■ Activity
Output every entry exactly as written, but omit the pictures.

(Image-grounded pointing data)

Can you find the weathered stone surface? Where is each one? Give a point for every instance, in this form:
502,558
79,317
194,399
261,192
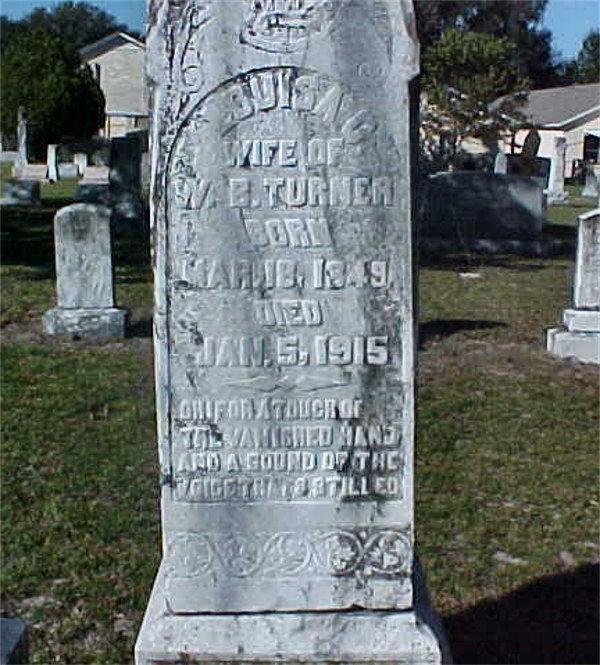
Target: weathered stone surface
83,261
52,162
470,204
32,172
124,179
592,176
67,171
93,193
336,638
21,192
284,327
587,266
500,163
95,175
107,322
80,160
84,275
556,181
581,320
584,347
579,337
13,641
22,157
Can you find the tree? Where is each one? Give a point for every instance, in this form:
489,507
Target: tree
78,23
516,20
44,74
463,73
585,68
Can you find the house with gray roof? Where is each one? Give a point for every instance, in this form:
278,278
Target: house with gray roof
572,112
117,62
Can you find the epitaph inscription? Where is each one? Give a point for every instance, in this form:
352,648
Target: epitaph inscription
587,269
268,293
284,331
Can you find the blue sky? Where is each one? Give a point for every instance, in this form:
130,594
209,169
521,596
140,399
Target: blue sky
569,20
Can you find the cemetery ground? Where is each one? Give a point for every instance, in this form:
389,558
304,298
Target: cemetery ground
507,457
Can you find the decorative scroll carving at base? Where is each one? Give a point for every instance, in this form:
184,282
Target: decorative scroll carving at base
324,552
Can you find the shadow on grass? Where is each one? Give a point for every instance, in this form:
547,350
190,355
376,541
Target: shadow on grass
447,327
553,620
140,328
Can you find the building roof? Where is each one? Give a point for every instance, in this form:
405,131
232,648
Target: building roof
555,108
107,43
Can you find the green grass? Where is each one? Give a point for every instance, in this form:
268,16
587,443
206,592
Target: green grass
576,205
507,450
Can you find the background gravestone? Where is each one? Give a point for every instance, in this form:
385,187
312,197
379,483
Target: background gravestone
500,163
21,159
84,276
471,204
579,337
124,180
52,162
284,333
592,175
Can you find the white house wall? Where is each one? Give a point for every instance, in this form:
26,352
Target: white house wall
575,137
122,80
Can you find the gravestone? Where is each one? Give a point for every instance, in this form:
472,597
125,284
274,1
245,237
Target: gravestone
20,192
52,162
80,161
579,336
592,176
124,180
284,333
556,180
84,275
13,641
68,171
471,204
21,160
500,163
93,187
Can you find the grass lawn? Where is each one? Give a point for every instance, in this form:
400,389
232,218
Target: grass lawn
507,460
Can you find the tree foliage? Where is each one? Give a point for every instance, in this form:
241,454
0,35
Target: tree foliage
585,68
518,21
78,23
43,73
463,73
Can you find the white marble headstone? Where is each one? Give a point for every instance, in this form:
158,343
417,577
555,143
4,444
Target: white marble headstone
284,325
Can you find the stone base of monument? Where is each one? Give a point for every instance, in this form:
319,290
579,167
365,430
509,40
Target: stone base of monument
21,192
106,323
310,638
578,337
556,198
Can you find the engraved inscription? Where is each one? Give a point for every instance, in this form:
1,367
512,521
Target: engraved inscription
356,552
283,26
282,196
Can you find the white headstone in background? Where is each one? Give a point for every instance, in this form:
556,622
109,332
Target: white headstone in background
52,162
579,337
592,176
80,161
284,333
500,163
84,275
21,138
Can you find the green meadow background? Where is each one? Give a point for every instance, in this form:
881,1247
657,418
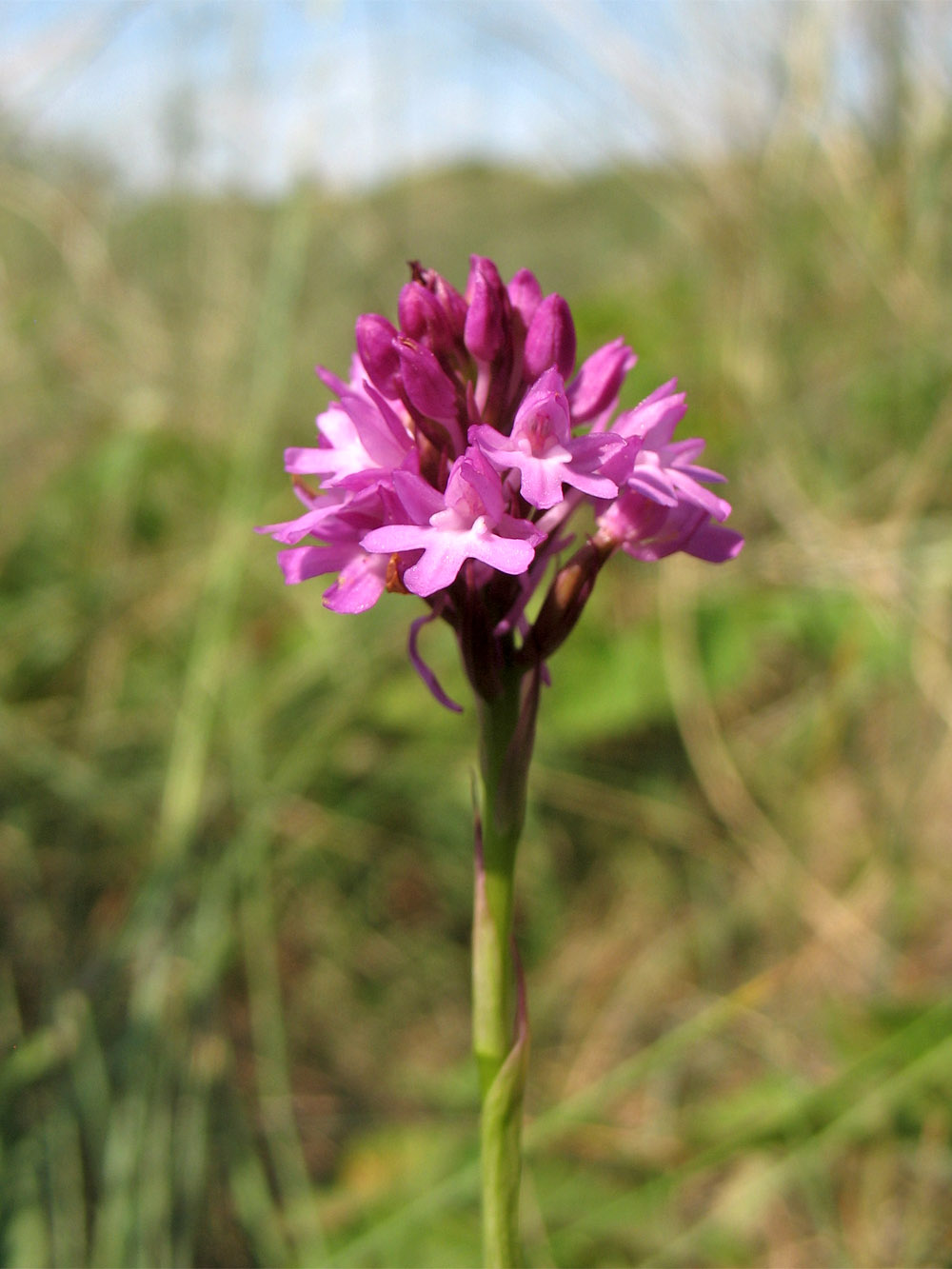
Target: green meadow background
235,833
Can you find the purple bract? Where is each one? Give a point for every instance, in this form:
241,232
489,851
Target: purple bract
460,448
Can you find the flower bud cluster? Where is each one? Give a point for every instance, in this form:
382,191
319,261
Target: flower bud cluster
455,456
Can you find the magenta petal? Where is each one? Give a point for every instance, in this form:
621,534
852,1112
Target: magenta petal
358,586
714,544
299,564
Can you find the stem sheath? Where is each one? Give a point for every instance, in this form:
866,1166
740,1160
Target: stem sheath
499,1018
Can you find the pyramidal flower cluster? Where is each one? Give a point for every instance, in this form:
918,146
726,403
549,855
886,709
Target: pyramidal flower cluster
455,457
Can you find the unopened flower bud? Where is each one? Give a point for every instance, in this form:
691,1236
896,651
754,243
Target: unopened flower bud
423,317
428,387
486,323
379,355
550,339
597,385
525,294
449,298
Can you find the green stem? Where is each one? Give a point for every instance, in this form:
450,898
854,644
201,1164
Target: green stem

■ Exercise response
Can you find the weathered stone surface? Where is each one? Give a point for every instance, in this form:
502,558
79,317
194,399
261,192
Target: weathered stone surface
83,261
52,162
470,204
32,172
124,179
592,176
67,171
93,193
336,638
21,192
284,327
587,266
500,163
95,175
107,322
80,160
84,275
556,181
581,320
584,347
579,337
13,641
22,157
Can you find the tree? Where is each one? Give a point for every instance, in this form:
489,507
Target: tree
78,23
516,20
44,74
463,73
585,68
Can you find the house with gray roof? Where is each one? Give a point for every instance, in this form:
278,278
Target: house with gray roof
572,112
117,62
Can you find the epitaph inscription? Where is each one? Give a point for every instance, in this form:
352,648
Target: epitaph inscription
587,269
268,293
284,331
Can you find the blue sky? Where is each one? Give a point for every instance, in this form:
130,594
209,169
521,596
140,399
Target: blue sky
569,20
Can you find the cemetery ground? Where is each one? Give a point for every instance, in this form:
389,558
304,298
Target: cemetery ground
507,457
Can you find the decorative scroll carving at base? Where is each one? Give a point for every instance, in this form:
184,282
Target: decorative scroll carving at base
324,552
Can you find the shadow on grass? Where is each one? Give a point for every instance, in this form:
547,350
190,355
376,541
Target: shadow on grass
447,327
553,620
140,328
Can you find the building roof? Where is each one? Give a point for every instance, in this form:
405,131
232,648
Target: building roof
555,108
107,43
Can you find the green grass? Where is each one? Give a point for every instance, in this form:
268,16
587,443
206,592
Target: green grass
576,205
507,450
Can you find the background gravestone? Where is each one? Give a point for every instance, in this form:
385,187
312,197
379,483
Target: background gravestone
500,163
21,159
84,276
471,204
579,337
124,180
52,162
284,333
592,175
Can you find the white house wall? Where is each one? Give a point for every instance, in this form:
26,352
Target: white house wall
575,137
122,80
Can you find the gravestone? Where is each one? Give a point for every instance, in this form:
472,597
125,284
274,1
245,237
Target: gravestone
20,192
52,162
80,161
579,336
592,176
124,180
284,333
556,180
84,275
13,641
68,171
471,204
21,160
500,163
93,187
Can you find the grass lawn? Where is each one? Give a point for every instance, in this form:
400,389
232,218
Target: grass lawn
507,460
Can you find the tree foliage? Where is each one? Give a point for every instance, in this form:
241,454
0,35
Target: tree foliage
585,68
518,21
78,23
43,73
463,73
Can you find the white marble headstone? Where is each one? Give a point for every instance, in this form:
158,343
417,577
555,143
4,444
Target: white marble headstone
284,325
Can you find the stone base of monument? Where is each one? Give a point for every instance, in this form:
319,290
579,167
365,430
509,40
Target: stone base of monument
21,192
106,323
310,638
578,337
556,198
Can you find the engraved inscription? Where is each one? Give a point for every instance, in this form:
1,367
512,521
Target: engraved inscription
356,552
283,26
282,196
Can you find the white headstone in background? Where is each one? Give a point for every instance, in this form:
556,622
109,332
Target: white headstone in background
52,162
579,337
592,176
80,161
284,333
500,163
84,275
21,138
Can you find the green meadow background? Where is each one? Give a point for every instance, in this form:
881,1247
657,418
Target: green meadow background
235,833
Can you find the purple bract? Where is each one? Give a point for every instance, in this form:
241,232
489,851
Target: purple bract
460,448
Can you find the flower bud cluster? Where is each one? Give a point for every instance, in this form:
382,191
319,261
Target: flower bud cluster
455,456
Can you find the magenta petal? Where is each one? Give a point for every instance, in this form:
621,534
852,1112
Target: magenta petal
358,586
714,544
299,564
Can you find the stem sheath? Where is each one? Give a point for every instance, in this form:
866,1166
740,1160
Target: stem sheath
499,1018
Can you find the pyramidal flower cluster? Where is each one? Give a point for every instance, in this form:
918,146
726,403
549,855
886,709
Target: pyramidal flower cluster
455,457
Can you find the unopened flower bud? Where is each one? Give a point for every instance, in this form:
691,1236
896,651
754,243
Target: unopened flower bud
423,317
428,387
486,323
379,355
550,339
597,385
525,294
449,298
Can you find the green stem? Where is each one? Give a point for every instance, in this form:
450,898
854,644
201,1164
Target: green stem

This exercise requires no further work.